EX-10.2 3 fami_ex102.htm SHARE TRANSFER AGREEMENT fami_ex102.htm

EXHIBIT 10.2

 

SHARE TRANSFER AGREEMENT

 

Transferor (hereinafter referred to as “Party A”): Zhejiang Farmmi Ecological Agricultural Technology Co., Ltd.

 

Legal Representative: Zhang Dehong

 

Transferee (hereinafter referred to as “Party B”): Lishui Damushan Tea Co., LTD

 

Legal Representative: Yu liren

 

Address: Wangchengling, Changgangbei, Liandu District, Lishui City, Zhejiang Province

 

Target Company: Zhejiang Farmmi Biotechnology Co., Ltd.

 

WHEREAS:

 

- Zhejiang Farmmi Biotechnology Co., Ltd.. was established on April 7,2025 in Lishui, Zhejiang Province, China, with a registered capital of RMB 20 million, and is wholly owned by Party A.

■ DIRECTIVE ■
Can you copy the share transfer agreement from "Target Company: Zhejiang" up to and including "by Party A."? Work only from the share transfer agreement.

■ PROVIDED RECORDS ■
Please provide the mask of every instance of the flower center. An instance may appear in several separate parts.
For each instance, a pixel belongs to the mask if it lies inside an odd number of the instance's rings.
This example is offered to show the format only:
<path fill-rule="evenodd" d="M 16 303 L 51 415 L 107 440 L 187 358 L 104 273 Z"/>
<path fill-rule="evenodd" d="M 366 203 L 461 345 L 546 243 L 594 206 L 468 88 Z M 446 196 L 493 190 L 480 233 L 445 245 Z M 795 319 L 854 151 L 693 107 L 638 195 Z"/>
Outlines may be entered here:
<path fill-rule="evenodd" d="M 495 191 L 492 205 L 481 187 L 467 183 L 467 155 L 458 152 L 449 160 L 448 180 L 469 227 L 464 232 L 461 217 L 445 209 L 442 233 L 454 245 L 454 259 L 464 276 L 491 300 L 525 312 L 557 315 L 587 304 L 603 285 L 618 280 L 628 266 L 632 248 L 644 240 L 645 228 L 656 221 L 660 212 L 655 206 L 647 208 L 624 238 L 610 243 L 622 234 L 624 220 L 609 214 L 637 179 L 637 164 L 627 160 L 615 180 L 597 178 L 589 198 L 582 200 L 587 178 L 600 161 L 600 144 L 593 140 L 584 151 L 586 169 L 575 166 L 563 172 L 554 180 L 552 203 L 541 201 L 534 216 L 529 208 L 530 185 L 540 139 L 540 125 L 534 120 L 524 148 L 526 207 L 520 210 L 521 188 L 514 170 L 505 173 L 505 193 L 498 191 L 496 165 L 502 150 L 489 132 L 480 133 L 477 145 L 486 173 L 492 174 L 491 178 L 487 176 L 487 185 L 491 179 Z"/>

■ SOLUTION FOR THIS EXERCISE ■
Target Company: Zhejiang Farmmi Biotechnology Co., Ltd.

 

WHEREAS:

 

- Zhejiang Farmmi Biotechnology Co., Ltd.. was established on April 7,2025 in Lishui, Zhejiang Province, China, with a registered capital of RMB 20 million, and is wholly owned by Party A.